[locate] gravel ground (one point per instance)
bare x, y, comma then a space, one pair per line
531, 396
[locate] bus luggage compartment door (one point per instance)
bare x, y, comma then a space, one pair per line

Problem description: When "instance" shows up in a line of the material, report that line.

Task solution:
[locate] gravel ground (one point per instance)
[locate] bus luggage compartment door (one point per instance)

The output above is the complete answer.